> [Exercise]: Reproduce the following lines without any changes.

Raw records
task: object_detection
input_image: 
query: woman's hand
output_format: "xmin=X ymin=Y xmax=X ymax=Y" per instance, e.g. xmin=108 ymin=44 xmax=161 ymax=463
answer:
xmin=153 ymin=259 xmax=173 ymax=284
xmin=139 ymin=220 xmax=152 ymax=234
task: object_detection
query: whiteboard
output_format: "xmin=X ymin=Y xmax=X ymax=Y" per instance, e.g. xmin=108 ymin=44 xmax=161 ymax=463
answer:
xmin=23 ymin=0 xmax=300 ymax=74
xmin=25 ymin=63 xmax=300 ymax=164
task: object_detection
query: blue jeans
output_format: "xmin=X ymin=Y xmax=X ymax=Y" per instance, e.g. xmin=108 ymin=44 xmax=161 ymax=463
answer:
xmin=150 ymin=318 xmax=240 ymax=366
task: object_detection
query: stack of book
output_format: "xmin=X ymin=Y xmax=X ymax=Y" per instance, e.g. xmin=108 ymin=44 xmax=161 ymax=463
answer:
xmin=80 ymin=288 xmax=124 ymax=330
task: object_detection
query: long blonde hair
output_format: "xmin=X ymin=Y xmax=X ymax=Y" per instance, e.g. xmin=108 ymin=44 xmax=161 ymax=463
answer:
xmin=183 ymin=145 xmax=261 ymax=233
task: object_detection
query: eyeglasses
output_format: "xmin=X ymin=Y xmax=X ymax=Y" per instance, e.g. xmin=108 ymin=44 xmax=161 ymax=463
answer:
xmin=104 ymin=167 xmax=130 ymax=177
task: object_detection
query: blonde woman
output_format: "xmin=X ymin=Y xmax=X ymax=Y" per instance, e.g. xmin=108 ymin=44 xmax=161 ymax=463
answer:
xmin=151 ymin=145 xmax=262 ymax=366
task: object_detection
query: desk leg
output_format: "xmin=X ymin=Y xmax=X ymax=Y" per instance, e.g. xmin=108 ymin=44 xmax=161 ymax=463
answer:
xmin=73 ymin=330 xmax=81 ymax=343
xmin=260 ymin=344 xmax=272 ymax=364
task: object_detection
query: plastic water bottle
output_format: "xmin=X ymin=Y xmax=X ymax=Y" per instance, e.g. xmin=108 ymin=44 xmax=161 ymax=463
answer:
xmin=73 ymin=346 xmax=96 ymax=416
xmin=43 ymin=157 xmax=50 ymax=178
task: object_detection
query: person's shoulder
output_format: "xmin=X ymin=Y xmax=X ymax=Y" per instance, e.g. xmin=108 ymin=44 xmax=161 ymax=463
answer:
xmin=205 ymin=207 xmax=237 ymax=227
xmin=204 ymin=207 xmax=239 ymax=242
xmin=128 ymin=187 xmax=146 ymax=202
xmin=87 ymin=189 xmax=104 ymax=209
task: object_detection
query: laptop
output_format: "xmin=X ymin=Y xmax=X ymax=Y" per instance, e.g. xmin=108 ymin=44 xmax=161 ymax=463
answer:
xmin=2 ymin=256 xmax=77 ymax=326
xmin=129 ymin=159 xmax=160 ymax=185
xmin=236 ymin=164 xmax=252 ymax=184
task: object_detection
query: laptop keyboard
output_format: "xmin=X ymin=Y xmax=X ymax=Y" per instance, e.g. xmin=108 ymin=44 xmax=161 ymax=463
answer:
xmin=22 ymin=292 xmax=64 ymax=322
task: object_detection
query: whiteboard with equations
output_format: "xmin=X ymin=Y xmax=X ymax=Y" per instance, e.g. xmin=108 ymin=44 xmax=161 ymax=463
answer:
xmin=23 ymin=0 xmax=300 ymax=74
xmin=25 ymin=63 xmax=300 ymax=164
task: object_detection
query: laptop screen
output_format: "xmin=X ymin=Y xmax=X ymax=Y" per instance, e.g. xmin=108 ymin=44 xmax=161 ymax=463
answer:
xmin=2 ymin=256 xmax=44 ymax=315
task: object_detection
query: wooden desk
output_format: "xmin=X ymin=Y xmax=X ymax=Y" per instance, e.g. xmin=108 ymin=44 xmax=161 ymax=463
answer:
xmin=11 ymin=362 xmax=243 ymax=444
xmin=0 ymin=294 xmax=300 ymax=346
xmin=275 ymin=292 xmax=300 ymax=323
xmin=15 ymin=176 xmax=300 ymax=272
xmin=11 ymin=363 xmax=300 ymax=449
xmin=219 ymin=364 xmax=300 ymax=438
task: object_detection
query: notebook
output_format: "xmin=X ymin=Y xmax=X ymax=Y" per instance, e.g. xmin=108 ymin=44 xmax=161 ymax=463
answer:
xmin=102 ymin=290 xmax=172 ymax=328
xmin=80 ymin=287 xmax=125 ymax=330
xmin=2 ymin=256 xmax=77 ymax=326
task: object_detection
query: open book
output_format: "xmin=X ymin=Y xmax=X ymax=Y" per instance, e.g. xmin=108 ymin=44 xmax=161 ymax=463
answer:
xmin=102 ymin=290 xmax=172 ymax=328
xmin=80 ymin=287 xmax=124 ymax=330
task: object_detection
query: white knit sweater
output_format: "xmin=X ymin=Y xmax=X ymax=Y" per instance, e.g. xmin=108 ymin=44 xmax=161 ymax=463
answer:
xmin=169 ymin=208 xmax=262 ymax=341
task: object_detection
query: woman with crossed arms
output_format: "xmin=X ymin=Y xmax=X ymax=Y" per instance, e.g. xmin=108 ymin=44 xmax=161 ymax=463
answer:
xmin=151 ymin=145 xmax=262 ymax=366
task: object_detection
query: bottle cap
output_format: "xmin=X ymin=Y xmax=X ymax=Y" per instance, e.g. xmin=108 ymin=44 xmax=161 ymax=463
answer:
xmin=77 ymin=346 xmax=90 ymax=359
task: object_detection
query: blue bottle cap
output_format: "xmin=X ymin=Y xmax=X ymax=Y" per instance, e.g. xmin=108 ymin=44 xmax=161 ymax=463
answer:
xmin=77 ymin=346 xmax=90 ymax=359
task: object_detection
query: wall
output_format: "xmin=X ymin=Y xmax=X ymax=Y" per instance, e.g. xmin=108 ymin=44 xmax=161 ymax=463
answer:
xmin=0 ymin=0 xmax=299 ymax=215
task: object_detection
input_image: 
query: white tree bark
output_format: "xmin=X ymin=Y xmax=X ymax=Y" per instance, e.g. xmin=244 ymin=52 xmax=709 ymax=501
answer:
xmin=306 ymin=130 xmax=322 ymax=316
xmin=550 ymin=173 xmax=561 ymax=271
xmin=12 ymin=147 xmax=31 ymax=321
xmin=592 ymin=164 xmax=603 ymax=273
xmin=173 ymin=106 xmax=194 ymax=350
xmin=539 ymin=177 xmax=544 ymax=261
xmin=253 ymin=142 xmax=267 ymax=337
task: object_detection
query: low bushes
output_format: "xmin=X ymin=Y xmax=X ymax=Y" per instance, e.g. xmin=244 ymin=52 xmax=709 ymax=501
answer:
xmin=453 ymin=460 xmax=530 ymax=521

> [Solution]:
task: object_detection
input_image: 
query: woman's hand
output_format: "xmin=X ymin=Y xmax=X ymax=Y" per instance, e.g. xmin=108 ymin=44 xmax=161 ymax=463
answer:
xmin=153 ymin=259 xmax=173 ymax=284
xmin=139 ymin=220 xmax=152 ymax=234
task: object_detection
query: whiteboard
output_format: "xmin=X ymin=Y xmax=X ymax=Y" per instance, e.g. xmin=108 ymin=44 xmax=161 ymax=463
answer:
xmin=23 ymin=0 xmax=300 ymax=74
xmin=25 ymin=63 xmax=300 ymax=164
task: object_detection
query: blue jeans
output_format: "xmin=X ymin=Y xmax=X ymax=Y" per instance, e.g. xmin=108 ymin=44 xmax=161 ymax=463
answer:
xmin=150 ymin=318 xmax=240 ymax=366
task: object_detection
query: stack of book
output_format: "xmin=X ymin=Y xmax=X ymax=Y" per instance, e.g. xmin=108 ymin=44 xmax=161 ymax=463
answer:
xmin=80 ymin=288 xmax=124 ymax=330
task: object_detection
query: long blonde hair
output_format: "xmin=X ymin=Y xmax=X ymax=Y" per instance, e.g. xmin=108 ymin=44 xmax=161 ymax=463
answer:
xmin=183 ymin=145 xmax=261 ymax=233
task: object_detection
query: eyeglasses
output_format: "xmin=X ymin=Y xmax=X ymax=Y" per instance, e.g. xmin=108 ymin=44 xmax=161 ymax=463
answer:
xmin=104 ymin=167 xmax=130 ymax=177
task: object_detection
query: blonde woman
output_format: "xmin=X ymin=Y xmax=X ymax=Y" per instance, e.g. xmin=108 ymin=44 xmax=161 ymax=463
answer:
xmin=151 ymin=145 xmax=262 ymax=366
task: object_detection
query: desk leg
output_format: "xmin=X ymin=Y xmax=X ymax=Y" per instance, e.g. xmin=108 ymin=44 xmax=161 ymax=463
answer:
xmin=73 ymin=330 xmax=81 ymax=343
xmin=260 ymin=344 xmax=272 ymax=364
task: object_detection
query: plastic water bottle
output_format: "xmin=X ymin=Y xmax=X ymax=Y" per instance, e.g. xmin=108 ymin=44 xmax=161 ymax=463
answer:
xmin=73 ymin=346 xmax=96 ymax=416
xmin=43 ymin=157 xmax=50 ymax=178
task: object_detection
query: person's shoulder
output_format: "xmin=X ymin=Y xmax=X ymax=Y" per instance, e.g. xmin=108 ymin=44 xmax=161 ymax=463
answer:
xmin=205 ymin=207 xmax=237 ymax=227
xmin=204 ymin=207 xmax=239 ymax=242
xmin=128 ymin=187 xmax=146 ymax=202
xmin=87 ymin=189 xmax=104 ymax=209
task: object_detection
query: laptop
output_format: "xmin=X ymin=Y xmax=X ymax=Y" per instance, e.g. xmin=108 ymin=44 xmax=161 ymax=463
answer:
xmin=2 ymin=256 xmax=77 ymax=326
xmin=129 ymin=159 xmax=160 ymax=185
xmin=236 ymin=164 xmax=252 ymax=184
task: object_detection
query: laptop keyboard
output_format: "xmin=X ymin=Y xmax=X ymax=Y" per instance, e.g. xmin=108 ymin=44 xmax=161 ymax=463
answer:
xmin=22 ymin=292 xmax=64 ymax=322
task: object_detection
query: whiteboard with equations
output_format: "xmin=X ymin=Y xmax=X ymax=Y" per instance, e.g. xmin=108 ymin=44 xmax=161 ymax=463
answer:
xmin=23 ymin=0 xmax=300 ymax=74
xmin=25 ymin=63 xmax=300 ymax=164
task: object_detection
query: laptop screen
output_format: "xmin=X ymin=Y xmax=X ymax=Y" per instance, e.g. xmin=108 ymin=44 xmax=161 ymax=463
answer:
xmin=2 ymin=256 xmax=44 ymax=315
task: object_detection
query: wooden desk
output_format: "xmin=X ymin=Y xmax=X ymax=Y" per instance, e.g. xmin=108 ymin=44 xmax=161 ymax=463
answer:
xmin=11 ymin=362 xmax=243 ymax=444
xmin=0 ymin=294 xmax=300 ymax=346
xmin=275 ymin=292 xmax=300 ymax=323
xmin=15 ymin=176 xmax=300 ymax=272
xmin=11 ymin=363 xmax=300 ymax=449
xmin=219 ymin=364 xmax=300 ymax=438
task: object_detection
query: notebook
output_format: "xmin=X ymin=Y xmax=X ymax=Y" per instance, e.g. xmin=108 ymin=44 xmax=161 ymax=463
answer:
xmin=102 ymin=290 xmax=172 ymax=328
xmin=80 ymin=287 xmax=125 ymax=330
xmin=2 ymin=256 xmax=77 ymax=326
task: object_detection
query: open book
output_format: "xmin=X ymin=Y xmax=X ymax=Y" per instance, e.g. xmin=108 ymin=44 xmax=161 ymax=463
answer:
xmin=102 ymin=290 xmax=172 ymax=328
xmin=80 ymin=287 xmax=124 ymax=330
task: object_detection
query: white knit sweater
output_format: "xmin=X ymin=Y xmax=X ymax=Y" per instance, e.g. xmin=108 ymin=44 xmax=161 ymax=463
answer:
xmin=169 ymin=208 xmax=262 ymax=341
task: object_detection
query: woman with crossed arms
output_format: "xmin=X ymin=Y xmax=X ymax=Y" per instance, e.g. xmin=108 ymin=44 xmax=161 ymax=463
answer:
xmin=151 ymin=145 xmax=262 ymax=366
task: object_detection
query: bottle cap
output_format: "xmin=X ymin=Y xmax=X ymax=Y" per instance, e.g. xmin=108 ymin=44 xmax=161 ymax=463
answer:
xmin=77 ymin=346 xmax=90 ymax=359
task: object_detection
query: blue bottle cap
output_format: "xmin=X ymin=Y xmax=X ymax=Y" per instance, e.g. xmin=108 ymin=44 xmax=161 ymax=463
answer:
xmin=77 ymin=346 xmax=90 ymax=359
task: object_detection
query: wall
output_format: "xmin=X ymin=Y xmax=X ymax=Y" per instance, e.g. xmin=108 ymin=44 xmax=161 ymax=463
answer:
xmin=0 ymin=0 xmax=299 ymax=215
task: object_detection
input_image: 
query: white tree bark
output_format: "xmin=X ymin=Y xmax=X ymax=Y" per instance, e.g. xmin=244 ymin=52 xmax=709 ymax=501
answer:
xmin=306 ymin=130 xmax=322 ymax=316
xmin=550 ymin=173 xmax=561 ymax=271
xmin=12 ymin=147 xmax=31 ymax=321
xmin=592 ymin=164 xmax=603 ymax=273
xmin=173 ymin=106 xmax=194 ymax=350
xmin=539 ymin=177 xmax=544 ymax=261
xmin=253 ymin=142 xmax=267 ymax=337
task: object_detection
query: low bushes
output_format: "xmin=X ymin=Y xmax=X ymax=Y" per instance, e.g. xmin=244 ymin=52 xmax=709 ymax=501
answer:
xmin=453 ymin=460 xmax=530 ymax=521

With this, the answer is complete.